**Problem to work on**.
Search each line below for "negative", then return the lines where it appears.
═══
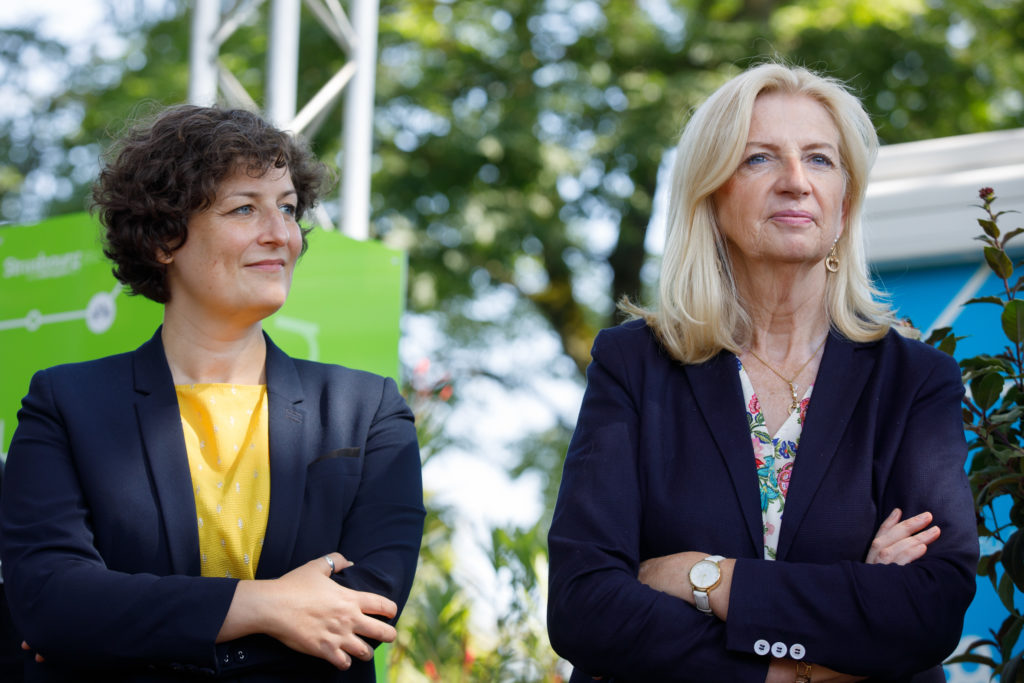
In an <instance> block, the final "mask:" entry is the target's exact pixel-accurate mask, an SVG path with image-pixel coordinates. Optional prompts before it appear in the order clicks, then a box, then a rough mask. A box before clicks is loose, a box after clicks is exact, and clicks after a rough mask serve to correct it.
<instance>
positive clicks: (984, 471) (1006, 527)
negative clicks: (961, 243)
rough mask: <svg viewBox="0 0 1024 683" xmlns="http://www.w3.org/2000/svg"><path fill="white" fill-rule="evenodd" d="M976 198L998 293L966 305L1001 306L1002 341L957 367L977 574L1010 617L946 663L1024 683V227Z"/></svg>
mask: <svg viewBox="0 0 1024 683" xmlns="http://www.w3.org/2000/svg"><path fill="white" fill-rule="evenodd" d="M979 196H980V198H981V201H982V204H981V205H978V206H979V208H980V209H981V210H982V211H984V212H985V217H984V218H979V219H978V224H979V225H980V226H981V228H982V230H983V232H982V234H980V236H978V237H977V238H976V239H977V240H979V241H981V242H982V243H984V245H985V247H984V255H985V261H986V263H988V266H989V268H991V270H992V272H993V273H995V276H996V278H997V279H998V280H1000V281H1001V282H1002V288H1001V292H999V294H998V295H991V296H982V297H978V298H975V299H971V300H970V301H968V303H970V304H988V305H995V306H998V307H999V308H1000V311H999V318H1000V322H1001V324H1002V332H1004V335H1005V338H1006V339H1005V341H1006V343H1005V344H1004V347H1002V349H1001V350H1000V351H998V352H997V353H995V354H992V355H990V354H987V353H982V354H979V355H975V356H972V357H969V358H964V359H963V360H961V362H959V366H961V370H962V372H963V375H964V384H965V385H966V386H967V387H968V389H969V390H968V392H967V394H966V395H965V397H964V425H965V428H966V429H967V431H969V432H970V433H971V436H970V438H969V442H968V449H969V451H970V452H971V454H972V456H973V457H972V461H971V467H970V470H969V473H968V476H969V480H970V482H971V490H972V493H973V494H974V501H975V509H976V511H977V514H978V536H979V537H980V538H981V539H982V540H987V541H988V543H987V544H984V545H983V549H984V548H985V547H988V548H995V550H992V551H991V552H987V553H984V552H983V554H982V556H981V559H980V561H979V562H978V575H979V577H987V578H988V580H989V581H990V582H991V583H992V588H993V589H995V592H996V594H997V595H998V596H999V600H1000V601H1001V603H1002V606H1004V607H1005V608H1006V610H1007V616H1006V618H1004V621H1002V624H1001V625H1000V626H999V628H998V630H995V631H991V638H982V639H979V640H977V641H975V642H974V643H972V644H971V646H970V647H969V648H968V650H967V651H966V652H965V653H964V654H961V655H957V656H955V657H952V658H951V659H949V660H948V664H955V663H974V664H980V665H985V666H988V667H990V668H991V669H992V672H993V676H995V675H999V676H1000V677H1001V680H1002V681H1005V682H1008V683H1009V682H1014V683H1015V682H1017V681H1024V668H1022V666H1021V663H1022V658H1024V650H1018V649H1017V643H1018V641H1019V640H1020V636H1021V630H1022V628H1024V614H1022V613H1021V610H1020V609H1019V608H1018V606H1017V604H1016V598H1017V595H1018V594H1019V593H1024V532H1022V530H1021V527H1022V526H1024V447H1022V442H1024V420H1022V416H1024V299H1021V298H1020V295H1021V293H1022V288H1024V276H1017V279H1016V281H1015V280H1014V272H1015V265H1014V262H1013V260H1012V259H1011V257H1010V255H1009V254H1008V253H1007V244H1008V243H1009V242H1010V241H1011V240H1013V239H1014V238H1016V237H1017V236H1018V234H1020V233H1022V232H1024V227H1018V228H1016V229H1013V230H1010V231H1008V232H1002V231H1001V230H1000V229H999V226H998V221H999V218H1000V217H1002V216H1004V215H1006V214H1008V213H1012V212H1009V211H998V212H996V211H994V210H993V208H992V205H993V204H994V203H995V199H996V198H995V193H994V190H993V189H992V188H991V187H982V188H981V190H979ZM1013 213H1016V212H1013ZM1021 265H1022V263H1018V264H1017V267H1019V266H1021ZM961 339H963V337H956V336H954V335H953V332H952V329H951V328H941V329H939V330H935V332H933V333H932V335H931V336H930V337H929V339H928V340H927V341H928V343H930V344H934V345H936V346H938V348H940V349H942V350H943V351H946V352H947V353H949V354H952V353H953V351H954V350H955V348H956V342H957V341H958V340H961ZM1008 506H1009V510H1008V509H1007V507H1008ZM984 646H990V647H992V648H994V650H995V652H996V654H995V655H991V656H989V655H985V654H981V653H980V652H978V651H977V650H978V648H980V647H984ZM1015 650H1016V652H1015Z"/></svg>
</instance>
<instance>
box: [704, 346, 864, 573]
mask: <svg viewBox="0 0 1024 683" xmlns="http://www.w3.org/2000/svg"><path fill="white" fill-rule="evenodd" d="M876 346H877V342H872V343H866V344H857V343H854V342H851V341H849V340H847V339H846V338H845V337H842V336H841V335H839V334H837V333H836V332H831V333H830V334H829V335H828V341H827V342H826V343H825V350H824V354H823V355H822V356H821V364H820V366H819V367H818V375H817V378H816V379H815V380H814V387H815V388H814V396H813V399H812V400H811V402H810V404H809V405H808V409H807V420H806V422H805V423H804V428H803V431H802V433H801V436H800V449H799V451H798V458H799V461H800V466H799V467H797V468H795V469H794V471H793V479H792V481H791V482H790V492H788V495H787V496H786V500H785V524H783V525H782V529H781V531H780V535H779V541H778V555H777V556H778V559H785V555H786V552H787V551H788V549H790V546H791V545H792V543H793V539H794V537H795V536H796V535H797V533H798V532H799V529H800V524H801V522H802V521H803V519H804V516H805V515H806V514H807V510H808V508H809V507H810V503H811V500H812V499H813V498H814V494H815V493H816V492H817V489H818V486H819V485H820V483H821V479H822V477H823V476H824V474H825V472H826V471H827V469H828V464H829V463H830V462H831V459H833V457H834V456H835V455H836V450H837V447H838V446H839V442H840V439H841V438H842V436H843V433H844V432H845V431H846V428H847V424H848V423H849V421H850V418H851V416H852V415H853V412H854V409H855V408H856V404H857V401H858V400H859V399H860V395H861V393H862V392H863V389H864V385H865V383H866V382H867V378H868V376H869V375H870V371H871V368H872V367H873V366H874V354H873V353H870V352H863V351H865V350H867V349H870V348H873V347H876ZM735 362H736V361H735V356H734V355H733V354H732V353H729V352H727V351H724V352H722V353H719V354H718V355H717V356H715V357H714V358H712V359H711V360H709V361H707V362H703V364H700V365H692V366H684V369H685V372H686V376H687V379H688V381H689V383H690V387H691V390H692V391H693V395H694V397H695V398H696V403H697V407H698V408H699V410H700V413H701V415H702V416H703V419H705V421H706V422H707V424H708V428H709V430H710V431H711V433H712V435H713V437H714V439H715V442H716V444H717V445H718V450H719V453H720V455H721V457H722V458H723V459H724V460H725V464H726V467H727V468H728V470H729V476H730V477H731V479H732V485H733V488H734V489H735V492H736V499H737V500H738V501H739V506H740V509H741V510H742V512H743V517H744V518H745V519H746V530H748V532H749V535H750V539H751V543H752V544H753V547H754V549H755V554H754V555H753V556H754V557H759V556H760V554H761V553H762V550H761V549H762V547H763V545H764V539H763V535H762V528H761V527H762V520H761V508H760V505H759V500H760V499H759V497H758V496H757V490H758V488H757V486H758V482H757V478H756V473H755V469H754V467H752V466H751V465H752V460H753V451H752V446H751V436H750V427H748V425H746V420H745V419H744V415H745V408H744V407H743V404H742V403H743V391H742V387H741V386H740V383H739V376H738V374H737V373H736V366H735ZM724 407H728V408H726V409H725V410H723V408H724ZM752 494H753V495H752Z"/></svg>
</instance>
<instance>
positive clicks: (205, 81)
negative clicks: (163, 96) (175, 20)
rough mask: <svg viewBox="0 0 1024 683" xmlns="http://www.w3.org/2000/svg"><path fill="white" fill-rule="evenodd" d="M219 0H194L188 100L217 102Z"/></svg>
mask: <svg viewBox="0 0 1024 683" xmlns="http://www.w3.org/2000/svg"><path fill="white" fill-rule="evenodd" d="M219 24H220V3H219V2H218V0H196V4H195V5H194V8H193V23H191V44H190V45H189V46H188V101H189V102H190V103H193V104H202V105H204V106H209V105H211V104H213V103H214V102H216V101H217V50H218V48H219V47H220V46H219V45H218V44H217V42H216V40H215V38H214V37H215V36H216V34H217V29H218V28H219Z"/></svg>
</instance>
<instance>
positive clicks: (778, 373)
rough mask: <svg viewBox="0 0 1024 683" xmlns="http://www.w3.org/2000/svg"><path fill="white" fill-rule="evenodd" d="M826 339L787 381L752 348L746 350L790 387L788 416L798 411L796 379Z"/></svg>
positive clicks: (803, 371) (796, 383)
mask: <svg viewBox="0 0 1024 683" xmlns="http://www.w3.org/2000/svg"><path fill="white" fill-rule="evenodd" d="M826 339H828V335H825V337H824V339H822V340H821V343H820V344H818V347H817V348H816V349H814V353H811V356H810V357H809V358H807V360H805V361H804V365H802V366H801V367H800V369H799V370H797V372H796V373H794V374H793V379H787V378H786V377H783V376H782V373H780V372H778V371H777V370H775V369H774V368H772V367H771V365H769V364H768V361H767V360H765V359H764V358H762V357H761V356H760V355H758V354H757V353H755V352H754V349H753V348H750V349H748V350H749V351H750V352H751V355H753V356H754V357H755V358H757V359H758V360H760V361H761V365H762V366H764V367H765V368H767V369H768V370H770V371H772V372H773V373H775V375H776V376H777V377H778V378H779V379H780V380H782V381H783V382H785V383H786V384H788V385H790V395H791V396H792V397H793V402H792V403H790V415H793V414H794V413H796V412H797V411H799V410H800V396H798V395H797V388H798V387H799V385H798V384H797V378H798V377H800V373H802V372H804V368H806V367H807V366H808V364H810V361H811V360H813V359H814V357H815V356H816V355H817V354H818V351H820V350H821V347H822V346H824V345H825V340H826Z"/></svg>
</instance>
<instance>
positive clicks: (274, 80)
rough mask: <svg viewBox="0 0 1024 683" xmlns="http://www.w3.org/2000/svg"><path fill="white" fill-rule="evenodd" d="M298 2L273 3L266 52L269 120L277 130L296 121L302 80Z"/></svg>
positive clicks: (277, 1)
mask: <svg viewBox="0 0 1024 683" xmlns="http://www.w3.org/2000/svg"><path fill="white" fill-rule="evenodd" d="M300 9H301V7H300V6H299V0H273V2H272V3H271V4H270V37H269V41H268V44H267V52H266V117H267V119H269V121H270V123H272V124H273V125H275V126H287V125H289V124H290V123H291V122H292V120H293V119H294V118H295V98H296V94H297V90H298V78H299V10H300Z"/></svg>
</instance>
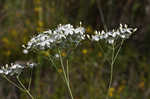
═══
**Answer section**.
negative clicks: (961, 243)
negative clicks: (163, 96) (175, 20)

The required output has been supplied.